[Linhas de dados]
---
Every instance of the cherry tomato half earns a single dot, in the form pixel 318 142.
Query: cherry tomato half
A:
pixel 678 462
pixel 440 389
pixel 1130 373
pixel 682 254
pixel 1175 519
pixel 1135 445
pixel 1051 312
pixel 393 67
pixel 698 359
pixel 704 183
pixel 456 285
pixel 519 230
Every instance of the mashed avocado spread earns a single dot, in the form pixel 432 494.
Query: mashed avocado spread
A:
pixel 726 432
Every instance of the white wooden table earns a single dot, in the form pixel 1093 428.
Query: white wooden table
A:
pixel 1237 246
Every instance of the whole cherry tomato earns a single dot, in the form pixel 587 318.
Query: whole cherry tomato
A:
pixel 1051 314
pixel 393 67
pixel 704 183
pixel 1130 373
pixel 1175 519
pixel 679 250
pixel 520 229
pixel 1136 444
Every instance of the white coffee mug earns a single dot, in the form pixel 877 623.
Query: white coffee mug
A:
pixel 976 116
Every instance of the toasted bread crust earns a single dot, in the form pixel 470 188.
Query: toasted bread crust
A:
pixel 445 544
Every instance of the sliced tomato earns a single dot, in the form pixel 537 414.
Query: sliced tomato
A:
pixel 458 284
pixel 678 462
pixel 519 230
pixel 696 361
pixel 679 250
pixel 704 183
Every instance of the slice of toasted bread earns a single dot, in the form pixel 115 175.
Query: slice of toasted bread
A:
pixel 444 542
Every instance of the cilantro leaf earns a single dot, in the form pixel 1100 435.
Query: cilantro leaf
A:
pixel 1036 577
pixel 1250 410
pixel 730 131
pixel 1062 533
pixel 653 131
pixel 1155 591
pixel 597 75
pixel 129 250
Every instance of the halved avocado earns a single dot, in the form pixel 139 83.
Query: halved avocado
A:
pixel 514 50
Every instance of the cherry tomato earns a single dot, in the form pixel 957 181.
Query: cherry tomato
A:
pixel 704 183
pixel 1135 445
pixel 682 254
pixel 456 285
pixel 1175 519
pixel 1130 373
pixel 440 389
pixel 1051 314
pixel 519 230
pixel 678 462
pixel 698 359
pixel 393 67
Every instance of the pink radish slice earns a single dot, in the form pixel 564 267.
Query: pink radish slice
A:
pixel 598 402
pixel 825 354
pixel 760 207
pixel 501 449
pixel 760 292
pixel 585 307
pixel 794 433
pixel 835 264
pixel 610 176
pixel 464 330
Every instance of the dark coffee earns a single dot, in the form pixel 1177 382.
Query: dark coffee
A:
---
» Tarefa proposta: Por favor, transcreva todos os registros acima, linha por linha, sem alterar nada.

» Resposta final:
Every instance of the cherry tomato half earns a single dot, in the form pixel 318 142.
Query: cherry tomato half
A:
pixel 678 462
pixel 440 389
pixel 1130 373
pixel 682 254
pixel 1175 519
pixel 1135 445
pixel 1051 312
pixel 393 67
pixel 698 359
pixel 704 183
pixel 456 285
pixel 519 230
Every instance of the mashed avocado spread earns a single dot, in the form pixel 432 494.
Query: mashed avocado spread
A:
pixel 726 432
Every instance of the white wooden table earns a single dot, in the form pixel 1093 428.
Query: white wooden table
A:
pixel 1237 246
Every instance of the whole cherry tomato earns a single dot, in the form pixel 587 318.
Query: whole cherry tomato
A:
pixel 1051 314
pixel 393 67
pixel 704 183
pixel 1130 373
pixel 1175 519
pixel 679 250
pixel 520 229
pixel 1136 444
Every instance of the white coffee mug earns a single dot, in the form pixel 877 623.
Query: white coffee mug
A:
pixel 976 116
Every instance of the toasted bread crust earns a single dot, in the form pixel 470 188.
Query: toasted bread crust
A:
pixel 445 544
Every instance of the sliced tomato earns a single dot, in the form pixel 537 414.
Query: sliced tomato
A:
pixel 458 284
pixel 678 462
pixel 519 230
pixel 696 361
pixel 679 250
pixel 704 183
Every instance of the slice of toasted bread earns a single dot, in the form pixel 115 175.
Query: slice of toasted bread
A:
pixel 444 542
Every instance of the cilantro leaf earns a single dot, in the form pixel 1100 435.
Query: cilantro leaf
A:
pixel 1036 577
pixel 1250 410
pixel 730 131
pixel 1062 533
pixel 653 131
pixel 1155 591
pixel 597 75
pixel 129 250
Every instance of the halved avocado earns a single dot, in the form pixel 139 83.
Query: halved avocado
A:
pixel 514 50
Every instance of the cherry tomato earns a single dot, in the form pixel 957 181.
Query: cherry tomato
A:
pixel 704 183
pixel 1135 445
pixel 682 254
pixel 456 285
pixel 1175 519
pixel 1130 373
pixel 440 389
pixel 1051 314
pixel 519 230
pixel 678 462
pixel 698 359
pixel 393 67
Every instance of the pink radish slice earns a single dot, in the form pixel 564 267.
Query: pink radish slice
A:
pixel 598 402
pixel 825 354
pixel 760 207
pixel 501 449
pixel 760 292
pixel 585 307
pixel 794 433
pixel 835 264
pixel 610 176
pixel 464 330
Every instance of the dark coffee earns a single dot, in the form pixel 1177 382.
Query: dark coffee
A:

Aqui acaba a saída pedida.